* _WORK TASK_
Copy each line of the items below that contains the word "negative", matching case exactly.

* _RECORD EXCERPTS_
---*---

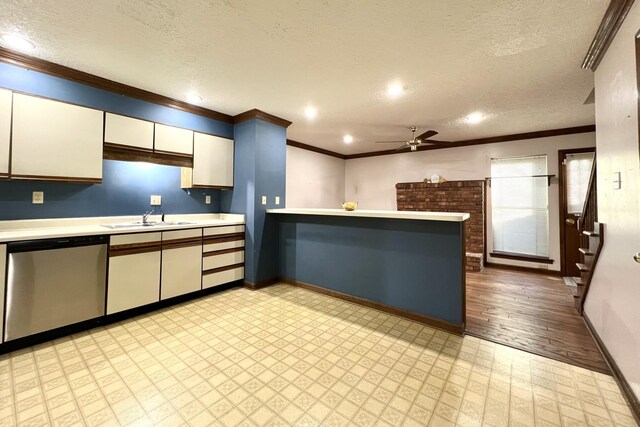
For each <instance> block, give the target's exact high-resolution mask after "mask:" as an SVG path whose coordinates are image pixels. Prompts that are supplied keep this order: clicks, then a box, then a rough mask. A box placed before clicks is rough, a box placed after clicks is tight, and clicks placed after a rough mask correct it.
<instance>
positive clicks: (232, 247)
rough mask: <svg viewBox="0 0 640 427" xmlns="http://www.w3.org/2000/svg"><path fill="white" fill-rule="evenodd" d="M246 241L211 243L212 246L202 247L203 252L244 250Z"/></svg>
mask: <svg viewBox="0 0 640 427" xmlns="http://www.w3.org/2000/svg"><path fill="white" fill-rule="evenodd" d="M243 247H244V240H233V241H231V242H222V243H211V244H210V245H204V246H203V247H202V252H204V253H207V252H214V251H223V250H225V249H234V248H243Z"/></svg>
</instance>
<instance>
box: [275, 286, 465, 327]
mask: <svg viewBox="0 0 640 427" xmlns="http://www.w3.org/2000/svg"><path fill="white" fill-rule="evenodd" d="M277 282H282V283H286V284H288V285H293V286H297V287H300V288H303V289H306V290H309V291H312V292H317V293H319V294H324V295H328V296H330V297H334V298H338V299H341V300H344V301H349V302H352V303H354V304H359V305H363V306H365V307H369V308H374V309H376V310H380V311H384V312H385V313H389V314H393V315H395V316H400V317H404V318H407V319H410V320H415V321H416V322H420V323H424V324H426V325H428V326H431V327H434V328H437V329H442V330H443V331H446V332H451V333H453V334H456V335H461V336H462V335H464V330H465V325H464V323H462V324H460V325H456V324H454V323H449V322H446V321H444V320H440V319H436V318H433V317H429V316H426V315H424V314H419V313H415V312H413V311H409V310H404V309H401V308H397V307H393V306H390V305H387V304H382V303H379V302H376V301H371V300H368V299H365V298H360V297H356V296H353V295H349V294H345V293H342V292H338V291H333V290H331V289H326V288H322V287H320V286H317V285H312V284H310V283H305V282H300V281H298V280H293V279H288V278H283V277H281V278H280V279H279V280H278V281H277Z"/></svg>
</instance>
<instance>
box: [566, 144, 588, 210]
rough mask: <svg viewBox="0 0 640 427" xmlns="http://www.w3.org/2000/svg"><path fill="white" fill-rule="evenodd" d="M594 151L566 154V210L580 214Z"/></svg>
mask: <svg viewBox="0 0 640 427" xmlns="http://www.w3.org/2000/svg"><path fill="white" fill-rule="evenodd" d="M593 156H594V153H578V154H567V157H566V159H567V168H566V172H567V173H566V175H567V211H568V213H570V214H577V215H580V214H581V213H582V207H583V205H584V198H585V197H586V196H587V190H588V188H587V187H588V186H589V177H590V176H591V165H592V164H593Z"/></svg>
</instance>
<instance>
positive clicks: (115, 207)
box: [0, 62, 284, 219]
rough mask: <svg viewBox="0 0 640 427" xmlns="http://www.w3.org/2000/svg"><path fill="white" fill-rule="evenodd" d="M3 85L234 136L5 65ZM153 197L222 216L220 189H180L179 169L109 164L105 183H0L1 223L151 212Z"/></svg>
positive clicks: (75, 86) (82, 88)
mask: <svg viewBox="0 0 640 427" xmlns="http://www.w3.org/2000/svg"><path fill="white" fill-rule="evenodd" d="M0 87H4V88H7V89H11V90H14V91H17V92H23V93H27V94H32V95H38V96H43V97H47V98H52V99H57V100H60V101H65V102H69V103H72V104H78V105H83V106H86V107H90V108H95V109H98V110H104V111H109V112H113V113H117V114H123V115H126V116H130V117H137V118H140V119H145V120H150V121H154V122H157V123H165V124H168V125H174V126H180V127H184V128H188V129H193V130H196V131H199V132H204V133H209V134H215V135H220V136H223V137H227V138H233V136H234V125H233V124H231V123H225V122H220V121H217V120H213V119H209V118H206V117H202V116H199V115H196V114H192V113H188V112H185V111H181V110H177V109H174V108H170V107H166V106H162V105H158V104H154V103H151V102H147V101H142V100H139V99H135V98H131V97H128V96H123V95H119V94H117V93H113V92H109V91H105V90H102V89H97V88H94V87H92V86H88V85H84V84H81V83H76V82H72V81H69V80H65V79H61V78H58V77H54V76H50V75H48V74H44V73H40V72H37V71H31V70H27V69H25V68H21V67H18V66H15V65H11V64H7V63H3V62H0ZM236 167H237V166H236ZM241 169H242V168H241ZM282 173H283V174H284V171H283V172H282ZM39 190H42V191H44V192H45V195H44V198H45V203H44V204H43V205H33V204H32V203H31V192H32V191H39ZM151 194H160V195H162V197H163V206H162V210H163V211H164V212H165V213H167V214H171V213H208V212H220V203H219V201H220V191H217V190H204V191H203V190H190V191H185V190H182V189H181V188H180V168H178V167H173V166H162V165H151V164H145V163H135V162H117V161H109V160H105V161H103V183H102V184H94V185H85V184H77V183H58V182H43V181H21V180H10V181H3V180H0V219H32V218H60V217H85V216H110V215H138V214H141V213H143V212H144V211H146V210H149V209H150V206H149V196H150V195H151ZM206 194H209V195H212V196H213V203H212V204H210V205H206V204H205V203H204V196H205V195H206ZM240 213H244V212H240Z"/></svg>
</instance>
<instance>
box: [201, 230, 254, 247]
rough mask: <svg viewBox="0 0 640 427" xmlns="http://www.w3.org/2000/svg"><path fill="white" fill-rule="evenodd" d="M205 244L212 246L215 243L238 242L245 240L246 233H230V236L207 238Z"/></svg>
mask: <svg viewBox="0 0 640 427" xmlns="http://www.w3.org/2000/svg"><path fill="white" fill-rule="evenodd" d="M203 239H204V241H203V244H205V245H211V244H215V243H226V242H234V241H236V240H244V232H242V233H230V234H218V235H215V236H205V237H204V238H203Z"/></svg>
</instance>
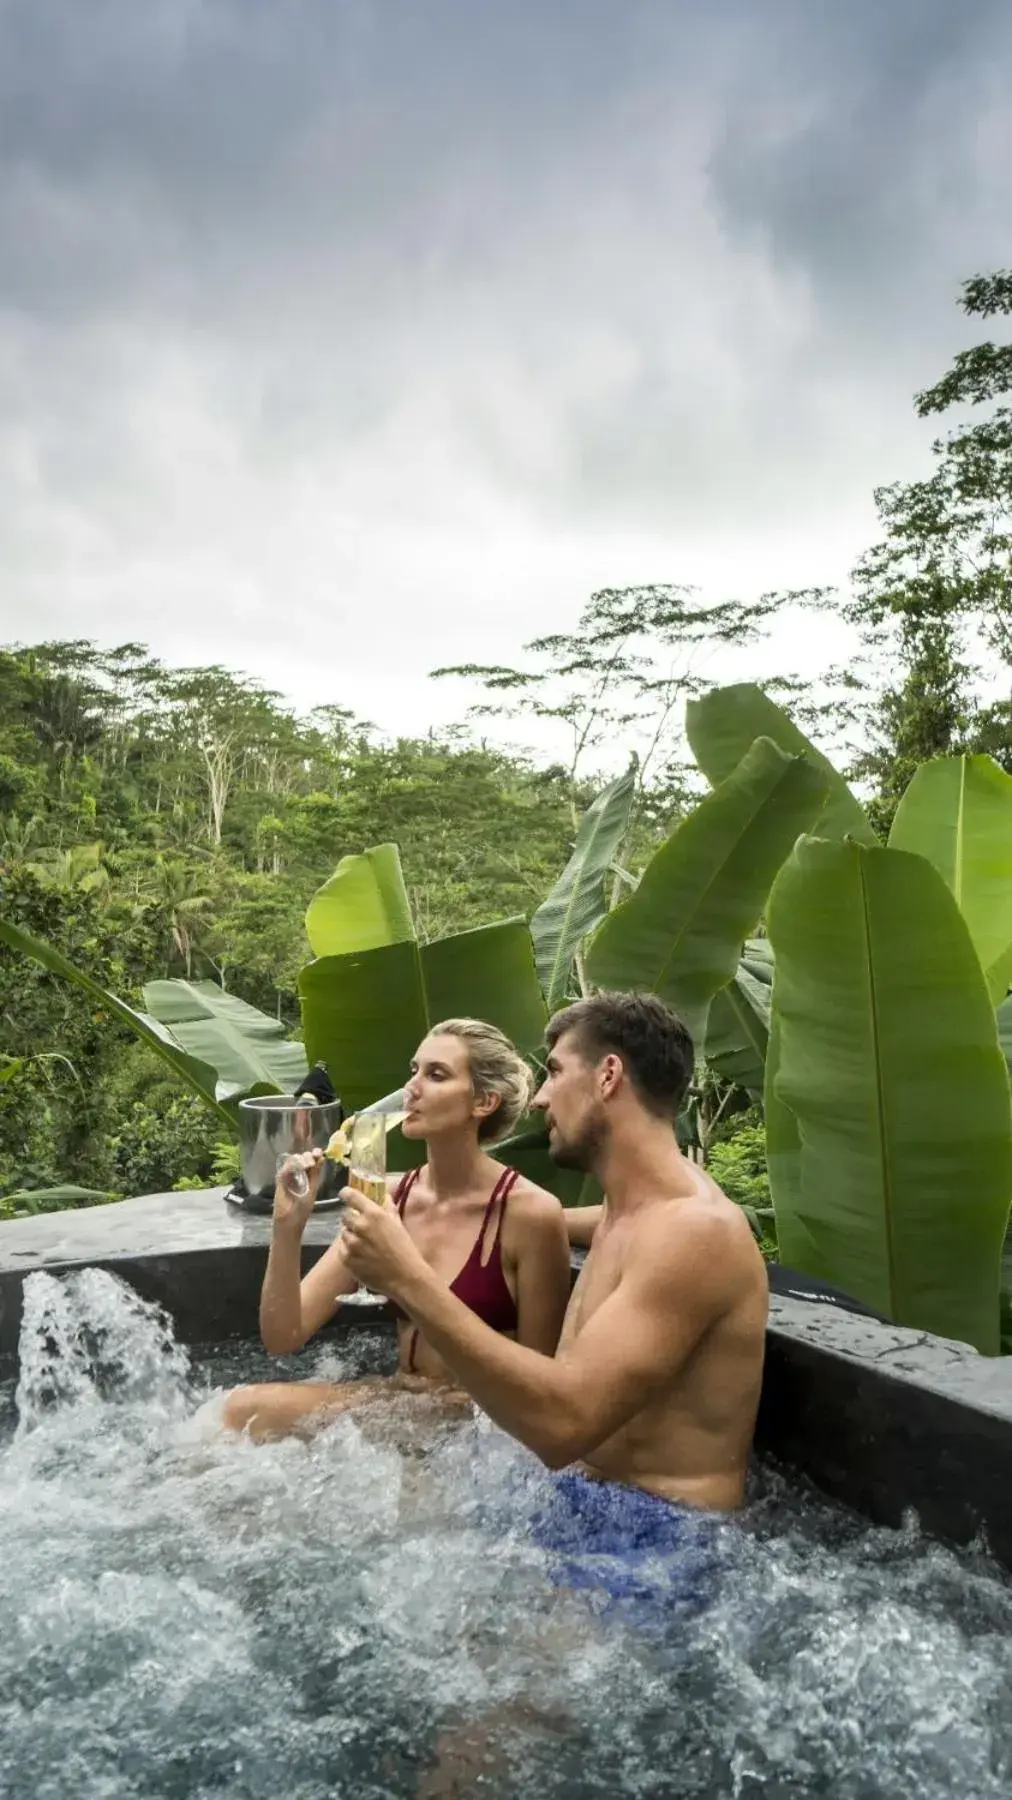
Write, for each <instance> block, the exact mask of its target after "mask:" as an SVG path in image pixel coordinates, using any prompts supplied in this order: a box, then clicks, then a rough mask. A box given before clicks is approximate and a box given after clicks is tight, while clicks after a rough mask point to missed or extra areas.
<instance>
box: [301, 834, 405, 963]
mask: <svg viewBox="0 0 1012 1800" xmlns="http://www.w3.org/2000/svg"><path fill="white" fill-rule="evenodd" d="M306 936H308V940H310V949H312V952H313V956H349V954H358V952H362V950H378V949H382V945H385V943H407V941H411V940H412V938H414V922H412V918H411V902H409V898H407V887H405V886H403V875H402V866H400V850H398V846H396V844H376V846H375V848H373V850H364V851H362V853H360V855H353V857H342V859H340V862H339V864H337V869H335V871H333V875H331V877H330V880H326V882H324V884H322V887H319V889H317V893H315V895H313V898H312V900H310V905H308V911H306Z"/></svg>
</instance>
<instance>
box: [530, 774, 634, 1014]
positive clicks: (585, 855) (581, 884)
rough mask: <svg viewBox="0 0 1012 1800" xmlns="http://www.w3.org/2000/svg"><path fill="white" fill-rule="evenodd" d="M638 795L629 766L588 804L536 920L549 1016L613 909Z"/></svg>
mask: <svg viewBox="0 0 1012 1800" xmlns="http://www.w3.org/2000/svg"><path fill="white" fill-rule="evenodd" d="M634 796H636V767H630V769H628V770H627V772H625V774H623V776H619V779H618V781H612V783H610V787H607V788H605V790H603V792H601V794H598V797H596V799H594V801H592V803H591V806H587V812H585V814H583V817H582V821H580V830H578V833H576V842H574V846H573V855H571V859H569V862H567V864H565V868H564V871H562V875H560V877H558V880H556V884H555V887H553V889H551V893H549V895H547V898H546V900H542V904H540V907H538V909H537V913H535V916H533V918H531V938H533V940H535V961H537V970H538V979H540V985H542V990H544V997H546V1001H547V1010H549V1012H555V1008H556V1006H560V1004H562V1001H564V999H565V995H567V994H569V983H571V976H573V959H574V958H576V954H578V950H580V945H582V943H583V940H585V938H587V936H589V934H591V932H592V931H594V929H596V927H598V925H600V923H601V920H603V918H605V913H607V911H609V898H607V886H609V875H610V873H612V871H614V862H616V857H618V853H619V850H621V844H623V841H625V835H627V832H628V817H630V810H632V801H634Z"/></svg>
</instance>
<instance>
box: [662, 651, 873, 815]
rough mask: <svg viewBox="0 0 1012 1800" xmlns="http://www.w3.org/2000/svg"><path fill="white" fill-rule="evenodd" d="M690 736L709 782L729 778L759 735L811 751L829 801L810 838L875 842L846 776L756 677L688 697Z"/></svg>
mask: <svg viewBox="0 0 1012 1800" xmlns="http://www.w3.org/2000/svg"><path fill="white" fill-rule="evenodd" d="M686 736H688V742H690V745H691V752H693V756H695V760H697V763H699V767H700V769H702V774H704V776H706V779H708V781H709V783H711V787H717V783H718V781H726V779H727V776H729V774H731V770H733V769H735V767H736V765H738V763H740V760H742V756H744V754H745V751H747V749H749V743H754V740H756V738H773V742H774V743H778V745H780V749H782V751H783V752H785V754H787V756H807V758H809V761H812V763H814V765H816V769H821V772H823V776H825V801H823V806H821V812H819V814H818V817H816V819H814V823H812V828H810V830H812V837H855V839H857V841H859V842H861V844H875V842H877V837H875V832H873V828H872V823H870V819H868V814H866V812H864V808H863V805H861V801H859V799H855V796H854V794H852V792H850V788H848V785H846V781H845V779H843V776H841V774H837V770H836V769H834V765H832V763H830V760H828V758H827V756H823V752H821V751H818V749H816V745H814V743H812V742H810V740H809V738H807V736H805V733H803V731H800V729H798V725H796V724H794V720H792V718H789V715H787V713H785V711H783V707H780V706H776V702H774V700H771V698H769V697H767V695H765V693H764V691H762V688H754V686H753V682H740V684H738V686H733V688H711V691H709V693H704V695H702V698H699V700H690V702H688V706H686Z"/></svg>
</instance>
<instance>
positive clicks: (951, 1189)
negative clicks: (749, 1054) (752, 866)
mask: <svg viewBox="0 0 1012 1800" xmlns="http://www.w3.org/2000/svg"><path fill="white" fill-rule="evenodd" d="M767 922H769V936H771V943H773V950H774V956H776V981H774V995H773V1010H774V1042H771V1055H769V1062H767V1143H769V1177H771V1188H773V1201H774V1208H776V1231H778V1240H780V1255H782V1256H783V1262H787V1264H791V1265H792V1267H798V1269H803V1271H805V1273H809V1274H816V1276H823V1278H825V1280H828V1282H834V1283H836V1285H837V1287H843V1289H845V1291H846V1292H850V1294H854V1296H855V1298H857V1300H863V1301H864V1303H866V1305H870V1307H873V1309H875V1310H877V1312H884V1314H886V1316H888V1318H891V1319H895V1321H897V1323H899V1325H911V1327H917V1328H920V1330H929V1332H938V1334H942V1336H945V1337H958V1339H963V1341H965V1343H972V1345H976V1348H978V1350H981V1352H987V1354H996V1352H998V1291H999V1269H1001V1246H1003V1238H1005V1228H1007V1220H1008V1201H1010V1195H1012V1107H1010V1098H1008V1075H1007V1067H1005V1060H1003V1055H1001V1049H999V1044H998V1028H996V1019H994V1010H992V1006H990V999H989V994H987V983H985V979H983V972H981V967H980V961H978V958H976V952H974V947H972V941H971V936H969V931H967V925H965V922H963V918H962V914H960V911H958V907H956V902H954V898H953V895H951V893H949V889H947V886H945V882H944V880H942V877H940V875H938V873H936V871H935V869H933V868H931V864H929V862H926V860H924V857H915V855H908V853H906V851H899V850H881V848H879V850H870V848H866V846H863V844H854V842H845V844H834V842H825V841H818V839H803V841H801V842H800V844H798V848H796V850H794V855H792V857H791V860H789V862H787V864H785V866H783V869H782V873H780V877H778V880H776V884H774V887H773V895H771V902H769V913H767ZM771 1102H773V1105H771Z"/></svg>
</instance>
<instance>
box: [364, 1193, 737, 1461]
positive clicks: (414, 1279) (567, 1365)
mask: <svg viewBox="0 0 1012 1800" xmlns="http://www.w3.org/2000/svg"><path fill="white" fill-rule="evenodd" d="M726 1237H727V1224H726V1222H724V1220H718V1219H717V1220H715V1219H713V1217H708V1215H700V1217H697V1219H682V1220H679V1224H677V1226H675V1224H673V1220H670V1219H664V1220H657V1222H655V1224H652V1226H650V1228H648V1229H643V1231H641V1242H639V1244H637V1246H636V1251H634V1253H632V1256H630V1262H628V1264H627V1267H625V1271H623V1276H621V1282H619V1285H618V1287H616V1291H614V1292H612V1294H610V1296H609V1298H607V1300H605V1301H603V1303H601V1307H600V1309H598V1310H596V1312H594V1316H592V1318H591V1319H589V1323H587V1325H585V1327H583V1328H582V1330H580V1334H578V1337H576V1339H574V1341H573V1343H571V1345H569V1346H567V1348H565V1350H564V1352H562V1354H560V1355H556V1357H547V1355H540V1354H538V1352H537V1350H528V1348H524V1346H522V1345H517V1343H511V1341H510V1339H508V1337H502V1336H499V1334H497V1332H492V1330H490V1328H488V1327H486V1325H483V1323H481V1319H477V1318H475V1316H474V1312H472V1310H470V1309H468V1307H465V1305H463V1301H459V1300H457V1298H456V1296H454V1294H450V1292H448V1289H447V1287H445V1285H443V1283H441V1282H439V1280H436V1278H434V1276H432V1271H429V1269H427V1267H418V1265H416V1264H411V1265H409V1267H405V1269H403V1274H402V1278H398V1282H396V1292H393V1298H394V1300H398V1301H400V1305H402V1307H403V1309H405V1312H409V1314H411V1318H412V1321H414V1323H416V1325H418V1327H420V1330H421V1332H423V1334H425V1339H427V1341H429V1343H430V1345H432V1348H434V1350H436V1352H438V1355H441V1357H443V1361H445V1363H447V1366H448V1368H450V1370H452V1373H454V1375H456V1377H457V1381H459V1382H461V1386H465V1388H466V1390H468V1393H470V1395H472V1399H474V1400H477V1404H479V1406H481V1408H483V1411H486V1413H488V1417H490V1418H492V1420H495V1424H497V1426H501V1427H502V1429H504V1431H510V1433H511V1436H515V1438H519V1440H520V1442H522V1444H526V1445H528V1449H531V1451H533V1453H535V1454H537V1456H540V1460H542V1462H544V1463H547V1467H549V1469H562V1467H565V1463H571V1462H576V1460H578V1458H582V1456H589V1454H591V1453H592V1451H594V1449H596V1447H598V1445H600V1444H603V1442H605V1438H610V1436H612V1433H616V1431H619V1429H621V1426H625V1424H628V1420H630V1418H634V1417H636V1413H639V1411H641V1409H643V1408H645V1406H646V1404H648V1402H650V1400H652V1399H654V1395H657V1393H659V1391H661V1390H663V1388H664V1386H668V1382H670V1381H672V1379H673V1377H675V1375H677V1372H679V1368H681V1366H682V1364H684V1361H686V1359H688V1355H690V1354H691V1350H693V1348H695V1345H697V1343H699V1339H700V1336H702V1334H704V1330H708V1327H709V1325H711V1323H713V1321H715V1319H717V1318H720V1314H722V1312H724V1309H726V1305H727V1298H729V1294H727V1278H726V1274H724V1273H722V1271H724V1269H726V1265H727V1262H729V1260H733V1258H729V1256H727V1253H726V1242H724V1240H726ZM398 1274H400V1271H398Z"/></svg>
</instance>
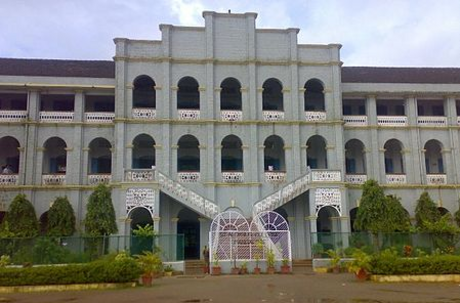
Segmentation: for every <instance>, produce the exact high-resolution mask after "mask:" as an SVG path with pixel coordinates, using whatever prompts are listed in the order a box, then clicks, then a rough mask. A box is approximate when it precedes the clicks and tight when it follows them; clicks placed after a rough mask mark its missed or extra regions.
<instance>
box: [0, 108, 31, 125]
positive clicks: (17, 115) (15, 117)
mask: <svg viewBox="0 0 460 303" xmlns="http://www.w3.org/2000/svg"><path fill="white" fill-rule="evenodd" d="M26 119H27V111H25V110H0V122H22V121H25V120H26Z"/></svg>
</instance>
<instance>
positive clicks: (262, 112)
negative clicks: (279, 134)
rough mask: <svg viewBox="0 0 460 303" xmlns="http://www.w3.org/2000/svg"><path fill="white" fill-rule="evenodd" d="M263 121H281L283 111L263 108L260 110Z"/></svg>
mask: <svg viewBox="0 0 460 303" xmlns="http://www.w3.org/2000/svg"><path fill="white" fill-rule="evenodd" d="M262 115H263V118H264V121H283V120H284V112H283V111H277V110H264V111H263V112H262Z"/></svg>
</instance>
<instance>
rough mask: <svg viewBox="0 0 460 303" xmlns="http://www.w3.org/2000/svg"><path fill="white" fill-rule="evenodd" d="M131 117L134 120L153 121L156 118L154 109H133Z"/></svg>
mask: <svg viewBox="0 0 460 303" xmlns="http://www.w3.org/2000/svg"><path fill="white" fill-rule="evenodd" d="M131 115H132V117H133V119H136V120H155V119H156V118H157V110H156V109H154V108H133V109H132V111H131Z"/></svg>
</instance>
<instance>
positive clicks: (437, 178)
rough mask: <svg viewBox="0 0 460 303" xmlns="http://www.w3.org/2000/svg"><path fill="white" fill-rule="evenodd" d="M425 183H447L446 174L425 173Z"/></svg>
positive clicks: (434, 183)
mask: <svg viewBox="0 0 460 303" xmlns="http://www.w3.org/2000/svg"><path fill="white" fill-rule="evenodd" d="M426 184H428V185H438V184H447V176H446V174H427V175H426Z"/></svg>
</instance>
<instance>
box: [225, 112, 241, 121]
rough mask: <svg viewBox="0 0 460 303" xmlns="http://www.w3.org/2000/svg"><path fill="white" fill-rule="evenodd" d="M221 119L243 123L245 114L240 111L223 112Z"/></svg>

---*---

* _FINISHED EXERCISE_
negative clicks: (749, 1054) (752, 866)
negative clicks: (279, 134)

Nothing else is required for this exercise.